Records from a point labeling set
--------------------

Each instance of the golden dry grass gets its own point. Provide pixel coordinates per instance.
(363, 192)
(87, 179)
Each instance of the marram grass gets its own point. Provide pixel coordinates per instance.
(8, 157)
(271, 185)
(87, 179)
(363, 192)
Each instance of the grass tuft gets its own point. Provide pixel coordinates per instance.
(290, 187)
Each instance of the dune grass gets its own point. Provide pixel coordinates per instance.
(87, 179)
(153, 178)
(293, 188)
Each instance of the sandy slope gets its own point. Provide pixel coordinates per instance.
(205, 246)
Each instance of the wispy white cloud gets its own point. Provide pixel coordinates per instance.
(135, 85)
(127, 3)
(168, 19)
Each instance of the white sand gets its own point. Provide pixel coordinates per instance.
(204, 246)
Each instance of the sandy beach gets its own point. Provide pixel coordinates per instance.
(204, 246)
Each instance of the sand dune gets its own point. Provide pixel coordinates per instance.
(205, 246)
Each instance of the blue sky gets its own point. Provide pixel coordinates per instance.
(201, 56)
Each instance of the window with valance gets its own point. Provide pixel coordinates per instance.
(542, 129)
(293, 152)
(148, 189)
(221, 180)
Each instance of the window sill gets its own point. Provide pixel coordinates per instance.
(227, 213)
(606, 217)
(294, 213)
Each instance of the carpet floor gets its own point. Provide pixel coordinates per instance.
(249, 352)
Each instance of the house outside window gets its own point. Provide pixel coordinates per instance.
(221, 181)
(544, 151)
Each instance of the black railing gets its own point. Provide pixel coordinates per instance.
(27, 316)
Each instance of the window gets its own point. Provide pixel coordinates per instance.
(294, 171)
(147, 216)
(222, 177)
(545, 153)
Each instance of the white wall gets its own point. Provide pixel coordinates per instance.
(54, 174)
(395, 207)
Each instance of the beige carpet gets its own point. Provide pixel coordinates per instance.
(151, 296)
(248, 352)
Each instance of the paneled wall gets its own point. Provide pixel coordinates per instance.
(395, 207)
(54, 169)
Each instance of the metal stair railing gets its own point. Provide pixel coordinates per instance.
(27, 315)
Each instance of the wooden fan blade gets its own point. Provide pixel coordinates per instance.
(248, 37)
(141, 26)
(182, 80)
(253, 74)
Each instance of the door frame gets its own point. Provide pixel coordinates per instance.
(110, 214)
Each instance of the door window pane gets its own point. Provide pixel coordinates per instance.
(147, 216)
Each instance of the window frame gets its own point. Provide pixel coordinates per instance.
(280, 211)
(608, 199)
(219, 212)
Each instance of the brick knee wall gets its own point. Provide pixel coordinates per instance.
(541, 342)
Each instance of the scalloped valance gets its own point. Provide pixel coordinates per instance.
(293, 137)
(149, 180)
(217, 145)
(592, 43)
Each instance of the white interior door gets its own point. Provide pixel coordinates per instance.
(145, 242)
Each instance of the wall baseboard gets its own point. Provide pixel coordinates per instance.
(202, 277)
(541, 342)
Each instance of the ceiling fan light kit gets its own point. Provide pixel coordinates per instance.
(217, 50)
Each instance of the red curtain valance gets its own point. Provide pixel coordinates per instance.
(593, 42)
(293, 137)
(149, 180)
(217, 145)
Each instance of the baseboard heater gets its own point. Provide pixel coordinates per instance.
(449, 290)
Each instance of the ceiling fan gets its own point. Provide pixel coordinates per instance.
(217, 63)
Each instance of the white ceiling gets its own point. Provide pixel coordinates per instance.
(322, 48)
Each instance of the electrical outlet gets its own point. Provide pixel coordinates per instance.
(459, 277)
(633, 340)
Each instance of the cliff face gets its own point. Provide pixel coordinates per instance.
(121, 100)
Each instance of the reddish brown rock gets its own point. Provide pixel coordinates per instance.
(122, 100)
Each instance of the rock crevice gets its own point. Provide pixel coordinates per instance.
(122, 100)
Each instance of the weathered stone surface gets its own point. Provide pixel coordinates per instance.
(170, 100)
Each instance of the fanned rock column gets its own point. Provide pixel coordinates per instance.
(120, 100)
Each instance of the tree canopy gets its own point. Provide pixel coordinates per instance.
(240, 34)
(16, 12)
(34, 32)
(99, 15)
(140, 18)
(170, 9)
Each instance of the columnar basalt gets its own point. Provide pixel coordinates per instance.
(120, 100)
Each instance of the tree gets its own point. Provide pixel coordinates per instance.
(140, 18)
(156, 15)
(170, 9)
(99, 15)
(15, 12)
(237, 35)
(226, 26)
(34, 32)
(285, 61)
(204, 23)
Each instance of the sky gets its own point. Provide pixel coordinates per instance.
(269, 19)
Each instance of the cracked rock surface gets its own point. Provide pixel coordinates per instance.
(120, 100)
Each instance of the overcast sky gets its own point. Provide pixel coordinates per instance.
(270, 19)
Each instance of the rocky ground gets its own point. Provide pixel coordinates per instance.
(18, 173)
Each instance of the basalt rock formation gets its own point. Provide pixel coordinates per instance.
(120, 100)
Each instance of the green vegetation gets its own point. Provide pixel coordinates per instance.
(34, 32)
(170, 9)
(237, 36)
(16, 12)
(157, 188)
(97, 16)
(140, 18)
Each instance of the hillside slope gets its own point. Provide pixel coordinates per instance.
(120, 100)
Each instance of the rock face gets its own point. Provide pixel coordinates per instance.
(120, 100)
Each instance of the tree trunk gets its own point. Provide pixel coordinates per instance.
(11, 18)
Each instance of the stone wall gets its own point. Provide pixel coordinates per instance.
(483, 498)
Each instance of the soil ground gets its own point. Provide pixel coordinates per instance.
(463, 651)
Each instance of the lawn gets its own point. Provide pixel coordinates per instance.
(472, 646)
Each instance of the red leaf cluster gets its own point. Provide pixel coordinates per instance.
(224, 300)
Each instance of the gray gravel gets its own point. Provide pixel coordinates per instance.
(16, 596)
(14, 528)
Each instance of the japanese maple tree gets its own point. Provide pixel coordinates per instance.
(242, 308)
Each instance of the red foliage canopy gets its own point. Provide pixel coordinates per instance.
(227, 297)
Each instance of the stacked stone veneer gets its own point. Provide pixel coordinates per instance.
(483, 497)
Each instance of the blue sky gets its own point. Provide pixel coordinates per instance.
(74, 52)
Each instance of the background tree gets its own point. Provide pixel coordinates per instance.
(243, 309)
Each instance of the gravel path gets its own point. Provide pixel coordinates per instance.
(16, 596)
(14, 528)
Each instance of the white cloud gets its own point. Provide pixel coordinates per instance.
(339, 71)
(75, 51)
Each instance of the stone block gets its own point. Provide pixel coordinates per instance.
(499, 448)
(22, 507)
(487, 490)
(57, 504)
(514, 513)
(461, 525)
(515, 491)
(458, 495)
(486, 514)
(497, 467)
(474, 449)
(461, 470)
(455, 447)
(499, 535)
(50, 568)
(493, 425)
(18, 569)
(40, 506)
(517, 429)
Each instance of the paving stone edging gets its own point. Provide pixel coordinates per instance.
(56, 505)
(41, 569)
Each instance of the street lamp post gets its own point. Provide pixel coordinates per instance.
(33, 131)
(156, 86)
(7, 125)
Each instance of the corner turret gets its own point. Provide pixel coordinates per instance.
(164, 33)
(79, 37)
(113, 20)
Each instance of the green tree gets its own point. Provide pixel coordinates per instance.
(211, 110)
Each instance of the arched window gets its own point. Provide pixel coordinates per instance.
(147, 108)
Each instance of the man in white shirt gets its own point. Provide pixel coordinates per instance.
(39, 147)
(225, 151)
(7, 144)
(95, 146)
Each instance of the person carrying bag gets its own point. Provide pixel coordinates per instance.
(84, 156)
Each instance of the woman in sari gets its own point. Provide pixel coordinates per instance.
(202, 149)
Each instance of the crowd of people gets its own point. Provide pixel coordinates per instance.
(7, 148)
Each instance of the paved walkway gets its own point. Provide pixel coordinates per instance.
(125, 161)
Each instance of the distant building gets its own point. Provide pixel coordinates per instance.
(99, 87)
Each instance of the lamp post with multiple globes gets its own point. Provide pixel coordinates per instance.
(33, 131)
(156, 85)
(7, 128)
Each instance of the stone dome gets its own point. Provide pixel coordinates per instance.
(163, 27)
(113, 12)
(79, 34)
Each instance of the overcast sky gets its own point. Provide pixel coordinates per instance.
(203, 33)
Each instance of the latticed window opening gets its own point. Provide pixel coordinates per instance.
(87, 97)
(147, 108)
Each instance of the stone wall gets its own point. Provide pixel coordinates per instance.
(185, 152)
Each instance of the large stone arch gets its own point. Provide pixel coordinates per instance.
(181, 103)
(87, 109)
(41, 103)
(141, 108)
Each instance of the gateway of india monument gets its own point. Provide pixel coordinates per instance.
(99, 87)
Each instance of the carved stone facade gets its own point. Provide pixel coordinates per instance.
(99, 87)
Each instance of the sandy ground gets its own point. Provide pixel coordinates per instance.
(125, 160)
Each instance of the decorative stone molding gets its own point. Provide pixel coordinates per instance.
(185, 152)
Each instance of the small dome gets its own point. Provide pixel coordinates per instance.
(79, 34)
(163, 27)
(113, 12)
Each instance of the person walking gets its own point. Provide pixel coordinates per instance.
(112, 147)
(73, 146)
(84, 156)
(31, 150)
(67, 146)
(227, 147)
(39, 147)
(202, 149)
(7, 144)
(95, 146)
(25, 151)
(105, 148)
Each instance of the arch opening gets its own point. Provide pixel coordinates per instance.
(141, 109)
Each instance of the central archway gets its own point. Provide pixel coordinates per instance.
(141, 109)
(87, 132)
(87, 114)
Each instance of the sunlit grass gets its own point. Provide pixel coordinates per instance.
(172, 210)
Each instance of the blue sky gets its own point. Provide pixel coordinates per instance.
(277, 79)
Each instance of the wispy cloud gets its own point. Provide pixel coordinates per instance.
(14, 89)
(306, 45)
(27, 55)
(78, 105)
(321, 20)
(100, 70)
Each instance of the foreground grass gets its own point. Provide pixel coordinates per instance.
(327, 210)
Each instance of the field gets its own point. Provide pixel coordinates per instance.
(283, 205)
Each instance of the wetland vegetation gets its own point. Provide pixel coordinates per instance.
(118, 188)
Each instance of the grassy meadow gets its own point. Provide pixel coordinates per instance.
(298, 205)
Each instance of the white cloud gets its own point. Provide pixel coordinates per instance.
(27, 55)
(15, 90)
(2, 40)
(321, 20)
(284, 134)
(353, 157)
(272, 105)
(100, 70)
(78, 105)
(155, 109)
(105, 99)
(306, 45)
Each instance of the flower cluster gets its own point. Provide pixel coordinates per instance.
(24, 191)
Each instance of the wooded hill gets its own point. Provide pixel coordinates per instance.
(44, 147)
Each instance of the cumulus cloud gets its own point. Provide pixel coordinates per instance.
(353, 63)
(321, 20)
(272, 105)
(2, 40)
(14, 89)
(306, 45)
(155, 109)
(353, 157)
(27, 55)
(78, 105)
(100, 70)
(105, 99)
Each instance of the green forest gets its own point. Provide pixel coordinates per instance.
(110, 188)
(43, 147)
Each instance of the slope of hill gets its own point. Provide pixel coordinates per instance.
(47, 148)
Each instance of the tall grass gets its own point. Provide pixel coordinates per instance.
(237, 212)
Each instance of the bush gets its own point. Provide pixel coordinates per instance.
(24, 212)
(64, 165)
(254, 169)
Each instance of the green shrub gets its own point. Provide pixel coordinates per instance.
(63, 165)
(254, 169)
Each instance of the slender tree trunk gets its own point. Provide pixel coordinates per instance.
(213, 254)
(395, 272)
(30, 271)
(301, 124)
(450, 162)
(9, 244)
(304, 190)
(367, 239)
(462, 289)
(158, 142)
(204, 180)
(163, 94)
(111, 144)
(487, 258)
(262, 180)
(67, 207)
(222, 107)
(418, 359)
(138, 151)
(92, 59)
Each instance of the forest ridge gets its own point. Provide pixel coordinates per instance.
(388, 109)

--------------------

*Written exercise*: Exactly reproduce the lines that run from the line with "Each instance of the slope" through the last line of the records, inclusive.

*Output of the task*:
Each instance of the slope of hill gets its own point. Provide pixel coordinates per instance.
(47, 148)
Each instance of the tall grass gets its own point. Provide pixel coordinates per instance.
(237, 212)
Each instance of the bush gets its own point. Provide pixel coordinates per instance.
(24, 212)
(64, 165)
(254, 169)
Each instance of the green shrub gets its own point. Provide pixel coordinates per instance.
(63, 165)
(254, 169)
Each instance of the slender tree trunk gets its own point. Provide pixel coordinates per instance.
(213, 254)
(395, 272)
(30, 271)
(301, 124)
(450, 162)
(9, 244)
(304, 190)
(367, 239)
(462, 289)
(158, 142)
(204, 180)
(163, 94)
(111, 144)
(487, 258)
(262, 180)
(67, 207)
(222, 107)
(418, 359)
(138, 151)
(92, 59)
Each instance of the forest ridge gets its own point. Provide pixel coordinates per instance.
(388, 109)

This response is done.